Objective: Restate the records that follow word for word; no pictures should appear.
* start *
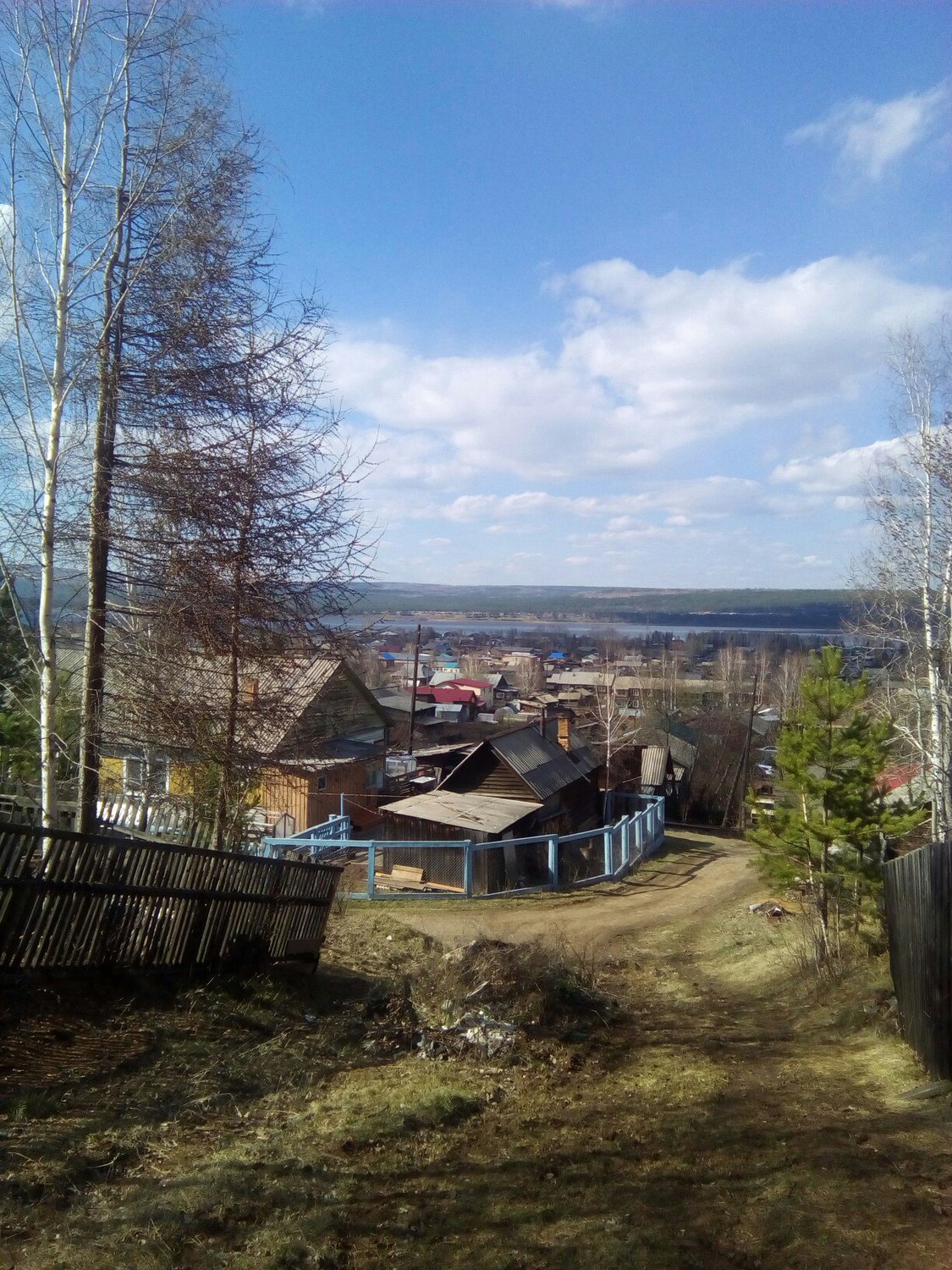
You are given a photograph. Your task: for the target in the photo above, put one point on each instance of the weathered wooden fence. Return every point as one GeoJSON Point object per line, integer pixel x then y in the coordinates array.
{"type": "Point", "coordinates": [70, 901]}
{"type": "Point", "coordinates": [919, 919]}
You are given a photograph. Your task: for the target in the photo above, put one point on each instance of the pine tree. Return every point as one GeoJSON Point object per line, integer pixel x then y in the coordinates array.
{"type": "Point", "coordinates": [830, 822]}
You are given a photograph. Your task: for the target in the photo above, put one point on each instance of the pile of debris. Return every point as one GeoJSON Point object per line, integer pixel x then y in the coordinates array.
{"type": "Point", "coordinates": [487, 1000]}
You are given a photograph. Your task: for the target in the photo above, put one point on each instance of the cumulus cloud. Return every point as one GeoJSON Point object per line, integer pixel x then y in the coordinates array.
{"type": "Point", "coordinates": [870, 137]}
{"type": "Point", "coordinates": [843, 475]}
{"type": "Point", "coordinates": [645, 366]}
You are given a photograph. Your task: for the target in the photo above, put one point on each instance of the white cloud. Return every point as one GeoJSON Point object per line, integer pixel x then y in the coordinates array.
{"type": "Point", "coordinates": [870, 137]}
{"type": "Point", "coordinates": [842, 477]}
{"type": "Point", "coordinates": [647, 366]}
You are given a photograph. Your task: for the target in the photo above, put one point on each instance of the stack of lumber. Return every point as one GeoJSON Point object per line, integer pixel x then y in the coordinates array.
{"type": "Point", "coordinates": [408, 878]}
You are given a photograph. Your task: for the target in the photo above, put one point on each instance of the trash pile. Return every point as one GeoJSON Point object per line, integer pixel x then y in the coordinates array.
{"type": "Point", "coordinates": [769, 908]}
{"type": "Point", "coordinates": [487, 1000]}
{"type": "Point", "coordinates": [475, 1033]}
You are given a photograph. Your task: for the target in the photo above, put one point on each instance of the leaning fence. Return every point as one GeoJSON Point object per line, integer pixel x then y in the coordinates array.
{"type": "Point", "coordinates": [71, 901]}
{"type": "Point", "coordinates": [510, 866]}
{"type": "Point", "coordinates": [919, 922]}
* end *
Exercise response:
You are given a photograph. Your task: for the target in the photo above, put one point on each instance of the weathered wooden fence. Return every point as one GeoJSON Point object per line, integer pixel x then y in the coordinates array.
{"type": "Point", "coordinates": [70, 901]}
{"type": "Point", "coordinates": [919, 919]}
You are given a photograph. Your task: for the target in the photo above, put one point on each instance of the pine tree. Return every point as one GeoJSON Point object per line, integer pixel x then y in the coordinates array.
{"type": "Point", "coordinates": [830, 822]}
You are given a photograph. Your task: for the target in the photo above, put one point on each instance of the pile of debris. Return every point as one GeoJSON Point object per line, integer pixel x then y in the coordinates array.
{"type": "Point", "coordinates": [487, 1000]}
You are given a photograph. Your task: for the target in the photo above, put one point on each instance of the cumulus cloud. Return every point as one GeoJSON Point object per line, integer pixel x then y in the coordinates array.
{"type": "Point", "coordinates": [870, 137]}
{"type": "Point", "coordinates": [843, 475]}
{"type": "Point", "coordinates": [645, 366]}
You are given a photograph. Your task: for the target in the photo above, put one point on each instance of the white cloud. Return every point as one GeoJSON Point object per line, integer pixel x then y in the coordinates array.
{"type": "Point", "coordinates": [870, 137]}
{"type": "Point", "coordinates": [842, 477]}
{"type": "Point", "coordinates": [647, 366]}
You are given a photograph. Your task: for the target in the photo above, put one point on each instance of the stack of lumber. Return every point as one GeoJSON Point object per line, integer pixel x then y in the coordinates array.
{"type": "Point", "coordinates": [408, 878]}
You are given a photograph. Your task: for the target in the photo above, put one point on each instance of the trash pile. Return every point as one GeoJSON Point object per line, integer pixel x then y in the coordinates array.
{"type": "Point", "coordinates": [769, 908]}
{"type": "Point", "coordinates": [487, 1000]}
{"type": "Point", "coordinates": [475, 1033]}
You are given a photograph. Your task: for the target in the photo above, put one point on each instance of the leaning fence. Return every point as one GeoJSON Point object per line, integer pixel x then y in the coordinates array.
{"type": "Point", "coordinates": [71, 901]}
{"type": "Point", "coordinates": [510, 866]}
{"type": "Point", "coordinates": [919, 922]}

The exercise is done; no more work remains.